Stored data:

....

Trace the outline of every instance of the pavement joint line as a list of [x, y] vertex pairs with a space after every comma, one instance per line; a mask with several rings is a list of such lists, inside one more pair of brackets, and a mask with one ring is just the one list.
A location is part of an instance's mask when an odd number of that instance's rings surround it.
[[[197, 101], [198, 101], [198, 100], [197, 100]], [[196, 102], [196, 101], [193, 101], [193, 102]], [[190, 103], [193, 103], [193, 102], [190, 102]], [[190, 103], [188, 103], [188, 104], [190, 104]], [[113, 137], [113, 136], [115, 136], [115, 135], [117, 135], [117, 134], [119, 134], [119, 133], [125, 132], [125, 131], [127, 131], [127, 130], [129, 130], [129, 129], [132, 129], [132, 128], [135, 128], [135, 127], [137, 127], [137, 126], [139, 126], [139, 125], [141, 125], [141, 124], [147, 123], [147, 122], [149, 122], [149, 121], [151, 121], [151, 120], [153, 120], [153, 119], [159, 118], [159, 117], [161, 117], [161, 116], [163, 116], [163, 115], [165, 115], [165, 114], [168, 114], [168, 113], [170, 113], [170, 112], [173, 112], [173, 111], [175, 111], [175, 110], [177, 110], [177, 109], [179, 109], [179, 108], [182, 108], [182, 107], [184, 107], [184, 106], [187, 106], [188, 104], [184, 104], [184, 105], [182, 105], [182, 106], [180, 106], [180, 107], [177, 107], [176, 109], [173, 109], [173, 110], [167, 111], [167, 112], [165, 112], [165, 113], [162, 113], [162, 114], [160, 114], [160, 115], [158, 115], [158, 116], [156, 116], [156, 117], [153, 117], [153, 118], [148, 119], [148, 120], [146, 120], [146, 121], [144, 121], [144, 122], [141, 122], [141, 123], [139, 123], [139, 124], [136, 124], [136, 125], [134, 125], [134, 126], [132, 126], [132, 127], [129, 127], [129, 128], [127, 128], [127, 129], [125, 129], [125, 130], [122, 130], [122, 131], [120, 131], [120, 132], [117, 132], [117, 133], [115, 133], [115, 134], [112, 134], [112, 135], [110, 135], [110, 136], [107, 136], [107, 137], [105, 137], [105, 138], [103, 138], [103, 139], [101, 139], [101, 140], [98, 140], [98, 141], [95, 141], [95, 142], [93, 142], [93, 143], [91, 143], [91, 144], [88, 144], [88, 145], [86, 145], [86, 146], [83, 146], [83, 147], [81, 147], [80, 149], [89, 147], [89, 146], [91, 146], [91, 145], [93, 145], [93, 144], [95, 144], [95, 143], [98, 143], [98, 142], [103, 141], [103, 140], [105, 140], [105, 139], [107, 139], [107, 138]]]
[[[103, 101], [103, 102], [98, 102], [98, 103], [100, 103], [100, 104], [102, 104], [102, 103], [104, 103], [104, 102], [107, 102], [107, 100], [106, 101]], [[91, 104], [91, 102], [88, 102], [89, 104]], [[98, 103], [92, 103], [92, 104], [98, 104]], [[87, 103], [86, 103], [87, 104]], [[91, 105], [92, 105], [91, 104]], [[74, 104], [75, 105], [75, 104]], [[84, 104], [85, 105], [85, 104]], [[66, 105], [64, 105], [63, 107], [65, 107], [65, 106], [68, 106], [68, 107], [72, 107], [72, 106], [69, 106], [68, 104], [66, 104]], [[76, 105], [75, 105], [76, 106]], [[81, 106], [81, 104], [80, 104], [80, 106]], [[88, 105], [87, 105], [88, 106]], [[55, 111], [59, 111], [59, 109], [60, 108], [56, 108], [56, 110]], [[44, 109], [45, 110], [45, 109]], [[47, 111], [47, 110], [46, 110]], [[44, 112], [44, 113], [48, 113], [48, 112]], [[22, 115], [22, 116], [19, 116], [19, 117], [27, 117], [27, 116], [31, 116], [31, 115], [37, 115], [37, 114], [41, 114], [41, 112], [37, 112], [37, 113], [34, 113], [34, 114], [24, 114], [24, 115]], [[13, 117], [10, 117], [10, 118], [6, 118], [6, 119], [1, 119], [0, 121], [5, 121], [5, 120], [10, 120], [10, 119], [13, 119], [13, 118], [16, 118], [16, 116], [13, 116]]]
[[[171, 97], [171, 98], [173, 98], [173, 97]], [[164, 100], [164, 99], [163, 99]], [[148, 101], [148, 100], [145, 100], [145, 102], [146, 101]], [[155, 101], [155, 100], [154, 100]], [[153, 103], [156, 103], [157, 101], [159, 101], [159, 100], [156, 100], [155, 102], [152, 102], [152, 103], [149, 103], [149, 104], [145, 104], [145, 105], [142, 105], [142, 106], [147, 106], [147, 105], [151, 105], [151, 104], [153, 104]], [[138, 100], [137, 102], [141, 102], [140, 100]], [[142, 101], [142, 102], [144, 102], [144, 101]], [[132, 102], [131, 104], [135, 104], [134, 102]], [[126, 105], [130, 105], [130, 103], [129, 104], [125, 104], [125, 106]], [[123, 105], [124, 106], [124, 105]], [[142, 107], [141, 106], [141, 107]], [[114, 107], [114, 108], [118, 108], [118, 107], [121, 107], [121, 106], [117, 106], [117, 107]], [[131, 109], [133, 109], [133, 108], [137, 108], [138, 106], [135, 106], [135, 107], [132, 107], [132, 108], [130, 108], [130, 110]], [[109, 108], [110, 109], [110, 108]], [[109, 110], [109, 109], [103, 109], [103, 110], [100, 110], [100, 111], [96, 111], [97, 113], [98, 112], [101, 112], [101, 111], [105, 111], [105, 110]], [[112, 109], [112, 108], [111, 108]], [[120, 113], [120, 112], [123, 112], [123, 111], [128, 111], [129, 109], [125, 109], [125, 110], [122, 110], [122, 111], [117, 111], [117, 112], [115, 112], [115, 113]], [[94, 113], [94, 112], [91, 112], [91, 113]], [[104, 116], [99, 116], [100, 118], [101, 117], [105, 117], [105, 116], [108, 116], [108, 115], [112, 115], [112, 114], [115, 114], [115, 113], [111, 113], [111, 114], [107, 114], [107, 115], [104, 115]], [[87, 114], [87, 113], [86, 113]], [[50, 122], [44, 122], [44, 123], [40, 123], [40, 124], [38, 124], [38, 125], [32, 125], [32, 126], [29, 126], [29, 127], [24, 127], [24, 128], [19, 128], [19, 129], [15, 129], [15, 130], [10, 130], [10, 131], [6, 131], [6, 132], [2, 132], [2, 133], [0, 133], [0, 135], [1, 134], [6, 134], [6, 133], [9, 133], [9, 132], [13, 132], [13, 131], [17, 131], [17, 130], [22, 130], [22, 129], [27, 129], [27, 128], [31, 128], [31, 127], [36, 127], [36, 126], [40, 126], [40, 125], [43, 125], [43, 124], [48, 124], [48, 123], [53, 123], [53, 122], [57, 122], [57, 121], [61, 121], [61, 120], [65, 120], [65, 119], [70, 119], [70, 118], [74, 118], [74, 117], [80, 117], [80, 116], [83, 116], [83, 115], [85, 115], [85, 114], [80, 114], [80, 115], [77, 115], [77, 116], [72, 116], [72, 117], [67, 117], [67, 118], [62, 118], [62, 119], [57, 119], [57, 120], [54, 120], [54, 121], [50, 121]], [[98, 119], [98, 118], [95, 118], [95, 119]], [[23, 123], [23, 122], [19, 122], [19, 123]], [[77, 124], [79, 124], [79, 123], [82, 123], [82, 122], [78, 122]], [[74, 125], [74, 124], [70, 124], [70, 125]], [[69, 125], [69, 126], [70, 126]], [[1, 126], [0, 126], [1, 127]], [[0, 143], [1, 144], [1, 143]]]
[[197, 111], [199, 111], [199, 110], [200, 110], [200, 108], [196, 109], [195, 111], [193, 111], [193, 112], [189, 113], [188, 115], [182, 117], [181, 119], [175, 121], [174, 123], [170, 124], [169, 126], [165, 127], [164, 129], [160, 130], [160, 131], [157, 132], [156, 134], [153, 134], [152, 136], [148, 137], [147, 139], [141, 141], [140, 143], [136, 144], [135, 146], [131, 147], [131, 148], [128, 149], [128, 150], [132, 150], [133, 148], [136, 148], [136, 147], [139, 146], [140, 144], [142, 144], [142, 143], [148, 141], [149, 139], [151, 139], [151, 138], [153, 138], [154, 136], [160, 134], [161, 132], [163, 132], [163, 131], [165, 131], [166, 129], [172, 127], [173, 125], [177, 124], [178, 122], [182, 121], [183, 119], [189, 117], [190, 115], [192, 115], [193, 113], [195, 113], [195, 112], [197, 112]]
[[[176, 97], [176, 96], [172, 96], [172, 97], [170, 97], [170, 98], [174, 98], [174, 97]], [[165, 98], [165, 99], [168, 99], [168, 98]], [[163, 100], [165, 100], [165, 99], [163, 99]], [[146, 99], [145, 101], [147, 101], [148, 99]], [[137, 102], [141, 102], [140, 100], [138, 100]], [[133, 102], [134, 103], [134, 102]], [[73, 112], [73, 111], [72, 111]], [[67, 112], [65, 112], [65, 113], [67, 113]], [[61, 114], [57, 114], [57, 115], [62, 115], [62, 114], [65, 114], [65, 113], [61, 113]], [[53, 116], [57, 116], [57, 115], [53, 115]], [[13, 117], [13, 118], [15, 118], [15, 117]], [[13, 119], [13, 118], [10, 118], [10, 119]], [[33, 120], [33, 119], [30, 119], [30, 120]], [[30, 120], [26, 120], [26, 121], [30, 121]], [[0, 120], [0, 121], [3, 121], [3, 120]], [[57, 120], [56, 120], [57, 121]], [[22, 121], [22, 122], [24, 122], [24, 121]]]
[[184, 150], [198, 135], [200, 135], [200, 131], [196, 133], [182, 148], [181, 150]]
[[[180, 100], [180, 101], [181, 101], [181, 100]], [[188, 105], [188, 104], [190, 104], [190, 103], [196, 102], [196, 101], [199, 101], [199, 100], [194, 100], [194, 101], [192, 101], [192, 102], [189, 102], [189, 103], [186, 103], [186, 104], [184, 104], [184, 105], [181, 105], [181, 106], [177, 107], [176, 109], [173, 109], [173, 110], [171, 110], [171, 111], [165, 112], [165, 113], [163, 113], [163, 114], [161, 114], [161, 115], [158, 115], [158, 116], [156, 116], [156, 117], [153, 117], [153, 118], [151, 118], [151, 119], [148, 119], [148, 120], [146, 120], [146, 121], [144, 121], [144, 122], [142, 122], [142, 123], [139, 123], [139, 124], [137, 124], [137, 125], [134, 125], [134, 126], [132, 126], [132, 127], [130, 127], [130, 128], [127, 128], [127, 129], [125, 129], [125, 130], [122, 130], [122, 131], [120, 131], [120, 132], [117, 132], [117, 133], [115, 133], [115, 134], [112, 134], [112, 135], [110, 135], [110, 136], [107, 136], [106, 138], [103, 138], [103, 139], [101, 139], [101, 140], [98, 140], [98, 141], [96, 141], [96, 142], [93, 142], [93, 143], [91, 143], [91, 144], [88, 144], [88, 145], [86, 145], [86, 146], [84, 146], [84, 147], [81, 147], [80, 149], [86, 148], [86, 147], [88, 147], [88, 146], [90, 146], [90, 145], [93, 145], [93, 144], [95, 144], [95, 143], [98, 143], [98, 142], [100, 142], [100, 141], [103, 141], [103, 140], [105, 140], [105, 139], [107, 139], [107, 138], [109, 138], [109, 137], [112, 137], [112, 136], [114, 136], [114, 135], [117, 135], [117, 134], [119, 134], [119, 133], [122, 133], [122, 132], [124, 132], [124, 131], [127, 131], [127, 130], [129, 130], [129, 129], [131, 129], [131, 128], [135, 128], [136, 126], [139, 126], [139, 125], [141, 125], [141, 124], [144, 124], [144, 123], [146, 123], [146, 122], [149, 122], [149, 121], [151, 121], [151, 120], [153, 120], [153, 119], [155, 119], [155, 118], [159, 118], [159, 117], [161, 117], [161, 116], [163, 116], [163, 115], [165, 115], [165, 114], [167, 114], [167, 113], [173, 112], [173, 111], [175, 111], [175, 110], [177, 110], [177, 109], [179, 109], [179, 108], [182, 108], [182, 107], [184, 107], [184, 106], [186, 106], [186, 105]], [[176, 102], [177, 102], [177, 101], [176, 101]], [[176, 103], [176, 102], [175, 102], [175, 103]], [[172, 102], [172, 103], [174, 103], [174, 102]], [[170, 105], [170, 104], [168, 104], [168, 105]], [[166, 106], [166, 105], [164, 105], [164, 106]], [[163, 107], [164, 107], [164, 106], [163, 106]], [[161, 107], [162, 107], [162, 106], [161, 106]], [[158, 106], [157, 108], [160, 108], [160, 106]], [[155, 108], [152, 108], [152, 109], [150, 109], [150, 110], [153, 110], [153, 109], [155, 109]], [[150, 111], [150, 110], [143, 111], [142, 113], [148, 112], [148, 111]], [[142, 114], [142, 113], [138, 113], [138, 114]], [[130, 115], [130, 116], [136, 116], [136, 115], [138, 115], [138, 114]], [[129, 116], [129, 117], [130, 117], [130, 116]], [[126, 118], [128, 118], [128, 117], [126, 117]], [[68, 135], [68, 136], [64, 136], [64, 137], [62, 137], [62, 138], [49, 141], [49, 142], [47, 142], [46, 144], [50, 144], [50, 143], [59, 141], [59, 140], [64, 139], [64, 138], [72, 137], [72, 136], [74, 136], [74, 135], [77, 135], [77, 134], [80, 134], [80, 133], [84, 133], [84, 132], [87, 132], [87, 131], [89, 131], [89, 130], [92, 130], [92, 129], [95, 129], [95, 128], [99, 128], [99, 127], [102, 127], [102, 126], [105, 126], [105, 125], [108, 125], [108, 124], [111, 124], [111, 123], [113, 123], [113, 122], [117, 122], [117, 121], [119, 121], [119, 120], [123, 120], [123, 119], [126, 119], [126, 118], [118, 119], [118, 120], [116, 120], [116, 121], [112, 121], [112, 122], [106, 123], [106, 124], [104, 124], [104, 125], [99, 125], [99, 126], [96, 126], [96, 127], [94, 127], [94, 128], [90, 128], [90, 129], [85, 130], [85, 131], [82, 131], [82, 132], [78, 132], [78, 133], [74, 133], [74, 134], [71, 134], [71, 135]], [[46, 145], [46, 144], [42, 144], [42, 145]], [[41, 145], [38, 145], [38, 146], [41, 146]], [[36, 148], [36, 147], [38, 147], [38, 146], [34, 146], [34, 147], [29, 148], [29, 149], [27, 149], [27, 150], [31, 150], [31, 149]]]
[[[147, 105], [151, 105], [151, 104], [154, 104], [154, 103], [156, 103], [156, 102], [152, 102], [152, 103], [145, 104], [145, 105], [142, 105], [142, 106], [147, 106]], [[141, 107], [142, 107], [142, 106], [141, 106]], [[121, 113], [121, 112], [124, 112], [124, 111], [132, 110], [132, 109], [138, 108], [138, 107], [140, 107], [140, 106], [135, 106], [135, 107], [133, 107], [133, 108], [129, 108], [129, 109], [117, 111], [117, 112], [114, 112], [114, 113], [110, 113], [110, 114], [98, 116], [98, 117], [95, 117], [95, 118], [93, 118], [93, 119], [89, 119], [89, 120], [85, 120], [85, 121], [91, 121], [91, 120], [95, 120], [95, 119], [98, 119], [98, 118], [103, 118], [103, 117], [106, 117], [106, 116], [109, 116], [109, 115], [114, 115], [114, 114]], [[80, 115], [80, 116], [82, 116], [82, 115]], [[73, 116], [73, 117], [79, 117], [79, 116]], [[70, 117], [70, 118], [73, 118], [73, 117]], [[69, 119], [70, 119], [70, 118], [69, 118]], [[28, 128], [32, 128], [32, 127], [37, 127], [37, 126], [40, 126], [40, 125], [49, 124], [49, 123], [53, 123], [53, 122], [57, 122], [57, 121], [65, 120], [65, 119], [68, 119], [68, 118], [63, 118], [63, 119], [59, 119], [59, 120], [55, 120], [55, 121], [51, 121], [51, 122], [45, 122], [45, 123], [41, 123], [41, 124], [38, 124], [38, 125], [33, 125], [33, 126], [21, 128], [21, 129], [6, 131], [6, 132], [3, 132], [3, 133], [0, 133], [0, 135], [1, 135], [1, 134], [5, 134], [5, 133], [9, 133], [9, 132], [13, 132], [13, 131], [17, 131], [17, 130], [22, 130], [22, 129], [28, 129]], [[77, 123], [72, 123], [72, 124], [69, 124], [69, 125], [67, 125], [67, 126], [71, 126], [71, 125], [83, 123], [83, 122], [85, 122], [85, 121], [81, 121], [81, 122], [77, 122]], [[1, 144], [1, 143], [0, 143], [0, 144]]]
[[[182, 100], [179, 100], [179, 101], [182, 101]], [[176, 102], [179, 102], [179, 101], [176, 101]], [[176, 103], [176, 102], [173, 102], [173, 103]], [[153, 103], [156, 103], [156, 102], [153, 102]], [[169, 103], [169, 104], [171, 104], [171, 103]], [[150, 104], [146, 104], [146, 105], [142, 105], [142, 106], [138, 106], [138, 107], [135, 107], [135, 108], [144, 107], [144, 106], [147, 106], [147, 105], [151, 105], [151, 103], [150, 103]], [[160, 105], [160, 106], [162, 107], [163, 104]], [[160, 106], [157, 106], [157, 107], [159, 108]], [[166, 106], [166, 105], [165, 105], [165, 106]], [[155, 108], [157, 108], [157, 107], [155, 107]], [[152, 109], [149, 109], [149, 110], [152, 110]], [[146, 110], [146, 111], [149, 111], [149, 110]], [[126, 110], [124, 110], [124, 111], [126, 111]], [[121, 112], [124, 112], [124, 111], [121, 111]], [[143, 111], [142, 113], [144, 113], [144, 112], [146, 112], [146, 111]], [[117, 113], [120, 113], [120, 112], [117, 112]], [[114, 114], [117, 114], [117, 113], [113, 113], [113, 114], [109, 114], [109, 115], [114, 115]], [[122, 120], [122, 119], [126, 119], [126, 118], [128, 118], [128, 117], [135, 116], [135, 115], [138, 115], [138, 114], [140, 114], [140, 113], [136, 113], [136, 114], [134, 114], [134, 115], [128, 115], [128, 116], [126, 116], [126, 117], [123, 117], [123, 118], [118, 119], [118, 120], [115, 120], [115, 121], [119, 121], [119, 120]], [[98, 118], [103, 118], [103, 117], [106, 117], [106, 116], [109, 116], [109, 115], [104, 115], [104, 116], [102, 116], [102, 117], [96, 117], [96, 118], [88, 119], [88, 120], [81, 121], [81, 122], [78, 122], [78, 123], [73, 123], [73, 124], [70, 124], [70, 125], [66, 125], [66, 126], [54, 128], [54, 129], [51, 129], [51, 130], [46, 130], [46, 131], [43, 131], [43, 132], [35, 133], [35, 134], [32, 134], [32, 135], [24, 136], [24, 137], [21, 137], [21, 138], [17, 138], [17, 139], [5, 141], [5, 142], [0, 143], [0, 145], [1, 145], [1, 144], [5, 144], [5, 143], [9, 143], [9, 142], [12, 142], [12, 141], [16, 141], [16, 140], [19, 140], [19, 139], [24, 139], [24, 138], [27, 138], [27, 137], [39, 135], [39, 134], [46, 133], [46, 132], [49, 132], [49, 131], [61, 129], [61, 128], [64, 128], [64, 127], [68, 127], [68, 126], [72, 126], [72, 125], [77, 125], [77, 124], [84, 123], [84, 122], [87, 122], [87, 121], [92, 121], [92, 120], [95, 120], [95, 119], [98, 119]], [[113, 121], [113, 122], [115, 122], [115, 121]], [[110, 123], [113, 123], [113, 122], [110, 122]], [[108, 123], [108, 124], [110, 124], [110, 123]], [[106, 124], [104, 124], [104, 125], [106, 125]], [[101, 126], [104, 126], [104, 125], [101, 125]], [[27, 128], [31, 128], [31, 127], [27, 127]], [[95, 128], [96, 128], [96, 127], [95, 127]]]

....

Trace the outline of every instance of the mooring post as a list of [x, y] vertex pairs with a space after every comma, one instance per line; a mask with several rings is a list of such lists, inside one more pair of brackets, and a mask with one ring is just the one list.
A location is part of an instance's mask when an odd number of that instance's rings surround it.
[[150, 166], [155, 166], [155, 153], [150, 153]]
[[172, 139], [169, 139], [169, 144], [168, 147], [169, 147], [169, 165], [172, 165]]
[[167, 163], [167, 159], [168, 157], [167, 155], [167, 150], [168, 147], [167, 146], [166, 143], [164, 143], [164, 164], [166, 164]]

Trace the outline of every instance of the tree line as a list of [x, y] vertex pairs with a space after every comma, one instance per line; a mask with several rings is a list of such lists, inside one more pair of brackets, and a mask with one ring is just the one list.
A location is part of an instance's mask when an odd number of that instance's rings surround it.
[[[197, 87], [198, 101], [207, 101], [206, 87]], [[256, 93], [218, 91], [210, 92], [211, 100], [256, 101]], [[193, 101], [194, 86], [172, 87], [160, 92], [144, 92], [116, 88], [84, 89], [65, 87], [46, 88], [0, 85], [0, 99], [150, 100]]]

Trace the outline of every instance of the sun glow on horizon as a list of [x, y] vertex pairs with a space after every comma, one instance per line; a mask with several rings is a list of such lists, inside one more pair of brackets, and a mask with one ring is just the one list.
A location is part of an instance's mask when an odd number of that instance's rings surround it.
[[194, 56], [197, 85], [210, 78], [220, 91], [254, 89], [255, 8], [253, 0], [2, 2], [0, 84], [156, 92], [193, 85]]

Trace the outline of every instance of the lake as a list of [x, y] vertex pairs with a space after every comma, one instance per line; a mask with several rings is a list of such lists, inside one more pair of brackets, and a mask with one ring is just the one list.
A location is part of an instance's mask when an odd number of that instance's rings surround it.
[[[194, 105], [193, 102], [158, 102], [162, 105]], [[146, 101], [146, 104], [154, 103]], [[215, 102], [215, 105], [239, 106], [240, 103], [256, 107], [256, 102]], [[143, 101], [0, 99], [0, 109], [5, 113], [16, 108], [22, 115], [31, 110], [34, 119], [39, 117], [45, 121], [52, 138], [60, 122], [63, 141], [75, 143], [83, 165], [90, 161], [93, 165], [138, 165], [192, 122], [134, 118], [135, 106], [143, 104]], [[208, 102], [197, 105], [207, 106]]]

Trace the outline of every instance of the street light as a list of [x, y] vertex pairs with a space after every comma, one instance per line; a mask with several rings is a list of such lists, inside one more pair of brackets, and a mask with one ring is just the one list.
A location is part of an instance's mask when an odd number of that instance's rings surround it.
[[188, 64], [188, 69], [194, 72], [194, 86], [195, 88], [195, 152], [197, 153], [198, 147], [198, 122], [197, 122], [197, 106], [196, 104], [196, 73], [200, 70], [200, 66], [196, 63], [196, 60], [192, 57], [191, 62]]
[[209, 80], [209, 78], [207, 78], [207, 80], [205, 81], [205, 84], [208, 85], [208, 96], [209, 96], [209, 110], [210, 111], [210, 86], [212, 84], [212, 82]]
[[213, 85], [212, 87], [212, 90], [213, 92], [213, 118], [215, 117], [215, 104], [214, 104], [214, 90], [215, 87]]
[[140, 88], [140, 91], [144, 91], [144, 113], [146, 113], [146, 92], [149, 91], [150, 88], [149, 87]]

....

THE PROBLEM: Rewrite everything in the material from the line containing "Trace the outline of every instance of the mooring" down to the line containing "99], [150, 100]]]" as a numbered list, including both of those lines and leaving out blank lines.

TASK RESPONSE:
1. Trace the outline of every instance of the mooring post as a list of [x, y] vertex pairs with a space after every comma, one instance per line; a mask with several rings is a list of such lists, inside one more pair of brackets, and a mask with one ring is just the one list.
2. A location is part of an instance's mask when an odd number of that instance's rings surround it.
3. [[150, 166], [155, 166], [155, 153], [150, 153]]
4. [[172, 139], [169, 139], [169, 144], [168, 147], [169, 147], [169, 165], [172, 165]]
5. [[167, 163], [167, 159], [168, 157], [167, 155], [167, 150], [168, 147], [167, 146], [166, 143], [164, 143], [164, 164], [166, 164]]
6. Trace the outline of every instance of the tree line as a list of [x, y] vertex pairs with a space after every comma, one instance per line; a mask with several rings is a list of such lists, inside one more pair of brackets, and a mask with one ring is just the one list.
7. A location is part of an instance's mask when an odd number of that instance's rings surround it.
8. [[[197, 87], [198, 101], [207, 101], [206, 87]], [[256, 93], [218, 91], [210, 92], [211, 100], [256, 101]], [[193, 101], [194, 86], [172, 87], [160, 92], [144, 92], [116, 88], [84, 89], [65, 87], [46, 88], [0, 85], [0, 99], [150, 100]]]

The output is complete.